start Records to use

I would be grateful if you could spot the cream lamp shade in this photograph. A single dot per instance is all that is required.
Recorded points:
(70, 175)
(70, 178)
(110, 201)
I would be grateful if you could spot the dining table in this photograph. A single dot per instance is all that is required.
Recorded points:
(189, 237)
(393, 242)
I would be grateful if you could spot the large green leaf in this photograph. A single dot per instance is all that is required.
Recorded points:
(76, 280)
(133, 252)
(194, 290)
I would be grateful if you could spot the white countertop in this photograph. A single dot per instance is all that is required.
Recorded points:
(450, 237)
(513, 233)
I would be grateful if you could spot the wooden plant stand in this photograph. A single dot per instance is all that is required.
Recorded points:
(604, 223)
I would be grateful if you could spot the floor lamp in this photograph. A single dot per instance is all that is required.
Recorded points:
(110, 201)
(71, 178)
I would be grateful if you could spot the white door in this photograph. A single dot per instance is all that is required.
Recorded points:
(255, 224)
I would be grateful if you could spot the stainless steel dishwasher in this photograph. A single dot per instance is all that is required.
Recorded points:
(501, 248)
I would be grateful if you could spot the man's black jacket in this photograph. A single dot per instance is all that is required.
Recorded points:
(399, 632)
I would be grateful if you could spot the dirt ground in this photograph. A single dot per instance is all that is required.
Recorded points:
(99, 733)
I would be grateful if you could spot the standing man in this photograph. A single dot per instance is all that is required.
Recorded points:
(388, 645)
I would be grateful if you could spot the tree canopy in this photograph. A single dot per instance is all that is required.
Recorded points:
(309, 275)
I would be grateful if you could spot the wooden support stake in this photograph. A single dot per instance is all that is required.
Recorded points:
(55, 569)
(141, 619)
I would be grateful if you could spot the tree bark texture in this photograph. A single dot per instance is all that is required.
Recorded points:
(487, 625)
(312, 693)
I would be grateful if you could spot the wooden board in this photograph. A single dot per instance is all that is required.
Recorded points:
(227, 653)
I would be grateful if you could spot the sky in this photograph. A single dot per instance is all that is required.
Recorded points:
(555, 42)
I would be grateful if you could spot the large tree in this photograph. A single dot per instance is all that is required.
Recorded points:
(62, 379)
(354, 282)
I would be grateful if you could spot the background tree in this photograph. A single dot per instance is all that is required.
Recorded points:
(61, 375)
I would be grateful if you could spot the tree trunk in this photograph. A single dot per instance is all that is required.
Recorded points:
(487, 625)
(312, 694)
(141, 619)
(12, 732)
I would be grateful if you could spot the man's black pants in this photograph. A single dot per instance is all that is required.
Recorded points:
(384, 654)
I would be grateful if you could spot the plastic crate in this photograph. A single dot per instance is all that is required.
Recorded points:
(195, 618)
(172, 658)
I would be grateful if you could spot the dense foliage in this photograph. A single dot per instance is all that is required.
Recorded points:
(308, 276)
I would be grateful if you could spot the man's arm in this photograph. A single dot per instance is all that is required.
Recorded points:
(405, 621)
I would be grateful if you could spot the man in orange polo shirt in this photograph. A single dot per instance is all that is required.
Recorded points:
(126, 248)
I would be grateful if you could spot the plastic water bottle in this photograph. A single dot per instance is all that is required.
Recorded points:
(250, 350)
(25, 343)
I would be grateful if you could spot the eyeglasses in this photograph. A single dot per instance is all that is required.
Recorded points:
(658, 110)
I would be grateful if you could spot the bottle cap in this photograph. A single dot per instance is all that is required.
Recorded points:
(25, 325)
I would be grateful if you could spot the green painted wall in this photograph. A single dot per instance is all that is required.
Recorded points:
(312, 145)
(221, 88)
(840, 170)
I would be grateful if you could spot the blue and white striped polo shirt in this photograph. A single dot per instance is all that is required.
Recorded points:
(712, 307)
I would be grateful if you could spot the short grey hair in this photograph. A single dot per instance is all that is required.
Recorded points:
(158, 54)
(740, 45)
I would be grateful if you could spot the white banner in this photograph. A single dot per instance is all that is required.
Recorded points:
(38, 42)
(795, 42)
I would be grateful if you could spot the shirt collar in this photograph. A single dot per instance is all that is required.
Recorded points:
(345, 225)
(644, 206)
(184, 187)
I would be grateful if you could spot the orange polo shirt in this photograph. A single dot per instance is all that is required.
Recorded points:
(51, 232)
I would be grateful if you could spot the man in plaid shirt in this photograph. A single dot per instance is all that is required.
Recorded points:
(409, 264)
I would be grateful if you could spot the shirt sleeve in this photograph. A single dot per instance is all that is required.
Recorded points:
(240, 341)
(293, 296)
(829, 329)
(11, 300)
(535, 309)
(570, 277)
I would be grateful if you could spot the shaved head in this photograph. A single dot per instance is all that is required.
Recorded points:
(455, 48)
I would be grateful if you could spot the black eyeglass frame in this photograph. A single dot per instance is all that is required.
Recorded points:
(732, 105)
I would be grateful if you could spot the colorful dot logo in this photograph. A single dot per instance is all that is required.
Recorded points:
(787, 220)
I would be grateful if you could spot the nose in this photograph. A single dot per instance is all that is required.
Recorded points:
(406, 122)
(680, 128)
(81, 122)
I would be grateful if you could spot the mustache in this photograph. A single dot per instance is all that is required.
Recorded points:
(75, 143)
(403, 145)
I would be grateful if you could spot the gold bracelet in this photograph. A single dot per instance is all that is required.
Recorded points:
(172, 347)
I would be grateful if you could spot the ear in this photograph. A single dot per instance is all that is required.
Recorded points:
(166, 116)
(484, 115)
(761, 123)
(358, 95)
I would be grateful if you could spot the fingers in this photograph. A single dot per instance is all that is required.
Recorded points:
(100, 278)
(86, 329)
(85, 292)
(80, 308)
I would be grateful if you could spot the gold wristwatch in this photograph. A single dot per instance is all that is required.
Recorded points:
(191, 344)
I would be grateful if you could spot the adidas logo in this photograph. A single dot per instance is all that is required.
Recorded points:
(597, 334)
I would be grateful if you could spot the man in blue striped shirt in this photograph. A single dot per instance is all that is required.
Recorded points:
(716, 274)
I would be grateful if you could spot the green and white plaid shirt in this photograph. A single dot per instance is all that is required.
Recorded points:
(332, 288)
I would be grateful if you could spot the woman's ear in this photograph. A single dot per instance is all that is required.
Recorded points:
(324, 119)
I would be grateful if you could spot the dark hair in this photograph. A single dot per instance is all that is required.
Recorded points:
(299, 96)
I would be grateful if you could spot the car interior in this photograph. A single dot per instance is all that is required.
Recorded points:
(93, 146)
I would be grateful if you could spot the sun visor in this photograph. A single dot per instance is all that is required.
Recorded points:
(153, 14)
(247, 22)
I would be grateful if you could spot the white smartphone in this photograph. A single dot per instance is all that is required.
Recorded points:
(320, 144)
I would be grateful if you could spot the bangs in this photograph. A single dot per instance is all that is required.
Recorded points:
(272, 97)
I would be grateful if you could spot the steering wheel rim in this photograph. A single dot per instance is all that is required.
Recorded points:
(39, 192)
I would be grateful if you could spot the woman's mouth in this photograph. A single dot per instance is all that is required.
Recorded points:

end Records to use

Retype every entry above, word for word.

I would be grateful if you could spot the cream lamp shade in this photograph. A single dot per instance is all that is required.
Recorded points:
(70, 175)
(70, 178)
(110, 201)
I would be grateful if you could spot the dining table in this photograph. A single dot per instance is all that is required.
Recorded points:
(189, 237)
(393, 242)
I would be grateful if you could spot the large green leaf in this photograph. A single dot per instance is all that is required.
Recorded points:
(76, 280)
(133, 252)
(194, 290)
I would be grateful if you could spot the white countertop in this photograph. A single dot per instance is all that is required.
Recorded points:
(450, 237)
(513, 233)
I would be grateful if you could spot the wooden plant stand in this photograph. A single dot per instance is all that is required.
Recorded points:
(604, 223)
I would be grateful if you could spot the floor lamp in this photograph. A single dot per instance is all that is required.
Recorded points:
(110, 201)
(71, 178)
I would be grateful if you could spot the white door in this photograph. A single dot per instance is all that is required.
Recorded points:
(255, 224)
I would be grateful if you could spot the stainless steel dishwasher in this photograph. A single dot per instance is all that is required.
Recorded points:
(501, 248)
I would be grateful if you could spot the man's black jacket in this photograph. A single dot per instance is all that is required.
Recorded points:
(399, 632)
I would be grateful if you could spot the dirt ground in this photograph. A single dot per instance is all that is required.
Recorded points:
(99, 733)
I would be grateful if you could spot the standing man in this photograph. A single dot per instance is all that is required.
Recorded points:
(388, 645)
I would be grateful if you could spot the tree canopy in this photograph. A single dot per instance is all that is required.
Recorded points:
(309, 275)
I would be grateful if you could spot the wooden support stake in this photograph. A single dot per instance is all that is required.
Recorded points:
(55, 569)
(141, 619)
I would be grateful if you could spot the tree bark texture in this photograph. A single dot per instance is all that is required.
Recorded points:
(487, 625)
(312, 693)
I would be grateful if you could spot the wooden board in this photograph. A single dot per instance is all that is required.
Recorded points:
(227, 653)
I would be grateful if you could spot the sky in this photograph. A single dot per instance is all that is required.
Recorded points:
(555, 42)
I would be grateful if you could spot the large tree in this photograph. A single dot per instance is all that is required.
Recorded points:
(62, 379)
(354, 282)
I would be grateful if you could spot the background tree in this photograph. A single dot per instance is all that is required.
Recorded points:
(61, 375)
I would be grateful if you could spot the tree trunk in this photograph. A single dot per instance is all that is required.
Recorded points:
(487, 625)
(312, 694)
(141, 619)
(12, 732)
I would be grateful if you could spot the man's black pants in this photograph. A single dot per instance is all that is required.
Recorded points:
(384, 654)
I would be grateful if you could spot the plastic crate in this photograph. A single dot per instance is all that is required.
Recorded points:
(195, 618)
(172, 658)
I would be grateful if you could spot the dense foliage in this photograph. A single dot per instance is all that is required.
Recorded points:
(308, 276)
I would be grateful if you could spot the man's arm in this photograph. A single dot per instance is all that is required.
Recorded points:
(405, 621)
I would be grateful if you could spot the man in orange polo shirt in this photograph. A single dot per instance is all that is required.
Recorded points:
(126, 248)
I would be grateful if you could spot the plastic water bottle in this photograph. A single dot per instance is all that is required.
Recorded points:
(250, 350)
(25, 343)
I would be grateful if you could spot the eyeglasses in this photograph. A single dot per instance is all that is required.
Recorded points:
(658, 110)
I would be grateful if you could spot the bottle cap in this photograph. A single dot per instance is all that is required.
Recorded points:
(25, 325)
I would be grateful if you could spot the green painted wall in this photograph. A single dot per instance is all that is required.
Recorded points:
(312, 145)
(221, 88)
(840, 170)
I would be grateful if you could spot the blue and white striped polo shirt in this photograph. A single dot per instance is all that is required.
Recorded points:
(712, 307)
I would be grateful if you could spot the short grey hair in this photograph. A single dot per instance is all that is required.
Recorded points:
(158, 54)
(740, 45)
I would be grateful if you could spot the white banner in this photograph. A single dot per instance is all that is required.
Recorded points:
(38, 42)
(795, 42)
I would be grateful if you could spot the shirt collar in this photograph. A single dot per instance is all that is required.
Recorded points:
(345, 225)
(644, 206)
(184, 187)
I would be grateful if you could spot the orange polo shirt in this photograph. A single dot per instance is all that is required.
Recorded points:
(51, 232)
I would be grateful if you could spot the man in plaid shirt in this photograph. A single dot per instance is all that is required.
Recorded points:
(409, 264)
I would be grateful if you could spot the shirt sleeve in this photograph. A single dot per instance is all that is required.
Recorded points:
(240, 341)
(293, 296)
(829, 329)
(11, 300)
(535, 309)
(570, 277)
I would be grateful if you could spot the shaved head in this photograph. A single dot per instance is all that is required.
Recorded points:
(455, 48)
I would be grateful if you could spot the black eyeglass frame in this photograph. A single dot per instance is all that is required.
Recorded points:
(732, 105)
I would be grateful if you could spot the colorful dot logo in this photograph. A single dot per instance is all that is required.
Recorded points:
(787, 220)
I would be grateful if you could spot the nose in this photograph. A single dot per instance is all that is required.
Recorded points:
(406, 122)
(680, 128)
(81, 122)
I would be grateful if you could spot the mustache in this photograph. A single dot per instance is all that is required.
Recorded points:
(75, 143)
(403, 145)
I would be grateful if you could spot the gold bracelet in this photograph. A single dot per instance is all that is required.
Recorded points:
(172, 347)
I would be grateful if you could spot the ear in this photograph. A single dot per instance is all that is required.
Recorded points:
(166, 116)
(484, 115)
(761, 123)
(358, 95)
I would be grateful if you could spot the fingers in this photograph. A single dot per instance is all that is required.
Recorded points:
(100, 278)
(86, 329)
(85, 292)
(80, 308)
I would be grateful if you could spot the gold wristwatch in this photograph. A single dot per instance is all that is required.
Recorded points:
(191, 344)
I would be grateful if you could spot the adidas logo in this photograph. A single dot per instance is all that is required.
Recorded points:
(597, 334)
I would be grateful if you could spot the man in blue striped shirt in this photograph. A single dot per instance is all that is required.
Recorded points:
(716, 274)
I would be grateful if you could spot the green and white plaid shirt in this photograph. A single dot per instance is all that is required.
Recorded points:
(332, 288)
I would be grateful if you could spot the woman's ear in this photograph. A single dot per instance is all that is required.
Recorded points:
(324, 119)
I would be grateful if you could spot the dark hair in this photograph. A single dot per instance is all that is required.
Recorded points:
(299, 96)
I would be grateful if you could spot the car interior in this photograph. A single dot per instance is all that is required.
Recorded points:
(93, 146)
I would be grateful if you could spot the sun visor in this photograph. A single dot per instance is all that is required.
Recorded points:
(153, 14)
(247, 22)
I would be grateful if you could spot the white smartphone in this photograph. A single dot per instance is all that is required.
Recorded points:
(320, 144)
I would be grateful if you could spot the bangs in this photograph. A single dot per instance is all that is required.
Recorded points:
(272, 97)
I would be grateful if you could spot the steering wheel rim in this photograph. A single dot per instance is all that is required.
Recorded points:
(39, 192)
I would be grateful if you could spot the woman's mouth in this photograph. A single dot per instance is all that is required.
Recorded points:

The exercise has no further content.